- _Directive 1_: What did Flea study at the University of Southern California, according to the Flea interview text?
- _Directive 2_: In the Flea interview text, condense the paragraph beginning "It’s been 27 years since" into a shorter version that keeps its main facts.
- _Directive 3_: From the Flea interview text, reproduce the passage starting with "It’s been 27" and going on through "classic Chili Peppers.".

- _Document text_:

If you were to imagine Flea of the Red Hot Chili Peppers to be a passionate, intense, high-energy dynamo of a person, you’d be right—to a point. Of course, as anyone who has seen him on stage can attest, the man plays with the passion of a punk-funk zealot, head-banging and carrying on, jumping around like his wingless namesake. But sit and talk with Flea—born Michael Balzary in Melbourne, Australia, in 1962—and that boiling-over boisterousness settles into a simmer, the wild-eyed look softening to a gentle, thoughtful gaze.
It’s been 27 years since the Red Hot Chili Peppers brought their fusion of punk and funk to the fore with their self-titled debut [EMI, 1984], so it would be fair to wonder if Flea has lost any of the edge that characterized such trademark RHCP albums as 1985’s Freaky Styley and 1991’s Blood Sugar Sex Magik. He hasn’t. One could also ask if the band’s steady flow of guitarists—Hillel Slovak, John Frusciante, Dave Navarro, Josh Klinghoffer—has spoiled the surf for the SoCal crew. It hasn’t. I’m With You, the band’s first album since 2005’s double-disc Stadium Arcadium and the debut of guitarist Klinghoffer, has all the heat and flavor of classic Chili Peppers.
During a hiatus following the tour for Stadium Arcadium, Flea took the chance to hit the books, studying jazz and classical theory—especially the piano works of Bach—at the University of Southern California. He has emerged with a deeper understanding of harmony and songcraft, a reinvigorated sense of curiosity and wonder, and a host of fresh musical ideas. On the eve of releasing I’m With You, Flea sat for a spell to chat with BP.How much has the addition of Josh Klinghoffer on guitar changed the Chili Peppers band dynamic?

- _Stored data_:

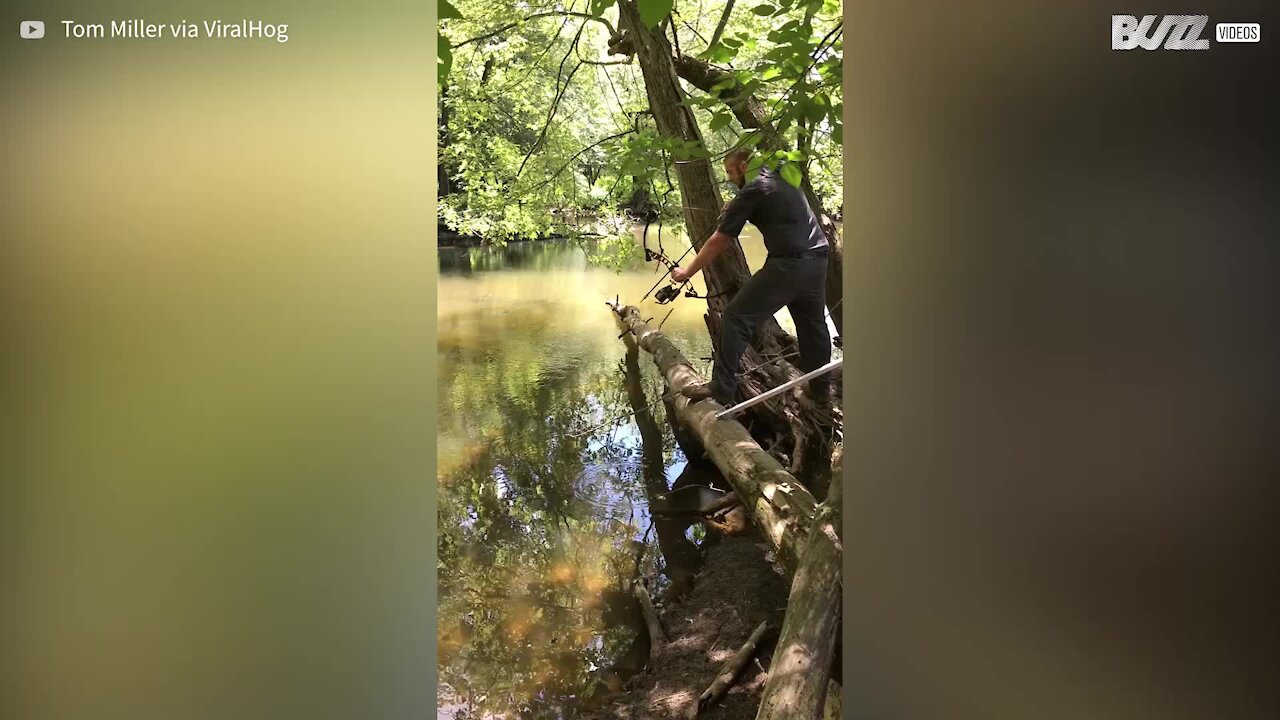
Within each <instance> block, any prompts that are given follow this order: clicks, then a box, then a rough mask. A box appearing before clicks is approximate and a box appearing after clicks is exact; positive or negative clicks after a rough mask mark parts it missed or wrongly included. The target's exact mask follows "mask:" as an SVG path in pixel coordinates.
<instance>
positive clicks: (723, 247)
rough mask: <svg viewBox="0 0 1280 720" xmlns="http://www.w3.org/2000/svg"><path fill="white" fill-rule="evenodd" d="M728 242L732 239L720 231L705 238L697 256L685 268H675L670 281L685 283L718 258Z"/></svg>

- _Task output 1_: He studied jazz and classical theory, especially the piano works of Bach.

- _Task output 2_: The Red Hot Chili Peppers introduced their punk-funk fusion 27 years ago with their self-titled debut [EMI, 1984]. Flea has lost none of the edge that marked albums such as Freaky Styley (1985) and Blood Sugar Sex Magik (1991). The band's succession of guitarists (Hillel Slovak, John Frusciante, Dave Navarro and Josh Klinghoffer) has not spoiled it either. I’m With You is the band's first album since the double-disc Stadium Arcadium (2005) and Klinghoffer's debut with the band. It has all the heat and flavor of classic Chili Peppers.

- _Task output 3_:
It’s been 27 years since the Red Hot Chili Peppers brought their fusion of punk and funk to the fore with their self-titled debut [EMI, 1984], so it would be fair to wonder if Flea has lost any of the edge that characterized such trademark RHCP albums as 1985’s Freaky Styley and 1991’s Blood Sugar Sex Magik. He hasn’t. One could also ask if the band’s steady flow of guitarists—Hillel Slovak, John Frusciante, Dave Navarro, Josh Klinghoffer—has spoiled the surf for the SoCal crew. It hasn’t. I’m With You, the band’s first album since 2005’s double-disc Stadium Arcadium and the debut of guitarist Klinghoffer, has all the heat and flavor of classic Chili Peppers.